= Exercise description =
Find each line below that contains the string "snowy" and copy those lines out. Case counts.
--- Begin ---
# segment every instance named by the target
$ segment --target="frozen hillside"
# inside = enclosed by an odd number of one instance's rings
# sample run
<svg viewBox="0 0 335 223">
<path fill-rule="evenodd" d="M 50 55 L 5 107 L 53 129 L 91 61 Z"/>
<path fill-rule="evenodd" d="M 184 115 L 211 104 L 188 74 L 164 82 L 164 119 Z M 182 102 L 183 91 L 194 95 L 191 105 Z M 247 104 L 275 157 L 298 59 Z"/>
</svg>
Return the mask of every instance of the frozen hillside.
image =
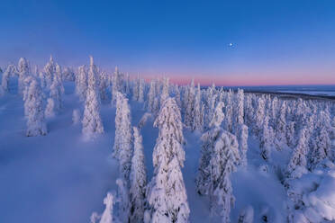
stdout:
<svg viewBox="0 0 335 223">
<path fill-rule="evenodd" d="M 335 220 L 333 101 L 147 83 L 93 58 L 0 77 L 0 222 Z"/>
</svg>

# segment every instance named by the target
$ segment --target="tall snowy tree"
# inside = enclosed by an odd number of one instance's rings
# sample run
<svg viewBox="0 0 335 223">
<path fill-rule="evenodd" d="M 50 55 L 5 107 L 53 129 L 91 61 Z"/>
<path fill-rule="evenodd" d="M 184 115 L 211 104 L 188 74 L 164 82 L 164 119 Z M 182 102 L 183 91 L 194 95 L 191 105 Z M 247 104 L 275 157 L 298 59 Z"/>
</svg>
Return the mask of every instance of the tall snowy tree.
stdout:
--- End ---
--- Begin ---
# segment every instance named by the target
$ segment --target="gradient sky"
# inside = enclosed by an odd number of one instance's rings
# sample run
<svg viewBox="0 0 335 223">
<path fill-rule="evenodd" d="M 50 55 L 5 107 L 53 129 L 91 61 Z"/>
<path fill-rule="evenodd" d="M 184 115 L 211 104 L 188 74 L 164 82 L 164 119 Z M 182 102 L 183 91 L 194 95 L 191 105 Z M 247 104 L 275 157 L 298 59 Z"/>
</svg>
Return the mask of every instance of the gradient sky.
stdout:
--- End ---
--- Begin ---
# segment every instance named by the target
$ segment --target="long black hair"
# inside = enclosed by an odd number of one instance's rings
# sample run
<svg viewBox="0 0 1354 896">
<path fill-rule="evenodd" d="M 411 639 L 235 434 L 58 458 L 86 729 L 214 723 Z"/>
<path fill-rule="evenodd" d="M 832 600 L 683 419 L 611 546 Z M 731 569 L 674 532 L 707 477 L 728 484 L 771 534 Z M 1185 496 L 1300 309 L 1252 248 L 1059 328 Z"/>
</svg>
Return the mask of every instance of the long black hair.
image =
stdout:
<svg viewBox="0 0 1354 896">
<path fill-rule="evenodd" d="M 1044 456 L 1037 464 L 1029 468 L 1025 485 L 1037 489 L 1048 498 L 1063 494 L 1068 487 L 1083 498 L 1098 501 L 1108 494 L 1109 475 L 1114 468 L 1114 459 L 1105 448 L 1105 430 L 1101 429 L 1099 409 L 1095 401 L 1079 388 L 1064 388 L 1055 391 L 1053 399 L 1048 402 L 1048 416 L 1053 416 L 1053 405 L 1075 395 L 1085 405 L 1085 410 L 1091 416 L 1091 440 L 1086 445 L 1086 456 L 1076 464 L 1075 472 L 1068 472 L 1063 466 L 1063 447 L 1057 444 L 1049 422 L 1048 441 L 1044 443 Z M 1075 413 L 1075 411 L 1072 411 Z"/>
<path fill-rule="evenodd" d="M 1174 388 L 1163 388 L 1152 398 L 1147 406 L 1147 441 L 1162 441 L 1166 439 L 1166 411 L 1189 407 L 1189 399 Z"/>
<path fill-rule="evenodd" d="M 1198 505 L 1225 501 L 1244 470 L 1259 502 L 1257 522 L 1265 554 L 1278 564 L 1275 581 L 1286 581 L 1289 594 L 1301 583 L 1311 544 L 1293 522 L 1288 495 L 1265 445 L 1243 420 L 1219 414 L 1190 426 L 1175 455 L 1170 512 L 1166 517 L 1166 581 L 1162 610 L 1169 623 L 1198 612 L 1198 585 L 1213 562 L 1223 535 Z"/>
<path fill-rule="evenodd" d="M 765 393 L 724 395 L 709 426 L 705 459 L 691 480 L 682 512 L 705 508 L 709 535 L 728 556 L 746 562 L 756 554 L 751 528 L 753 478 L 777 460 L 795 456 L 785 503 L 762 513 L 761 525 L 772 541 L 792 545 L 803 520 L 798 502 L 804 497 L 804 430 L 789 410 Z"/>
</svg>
--- End ---
= Exercise response =
$ segment --target="tall snowy tree"
Return the mask of every instance of the tall snowy tree.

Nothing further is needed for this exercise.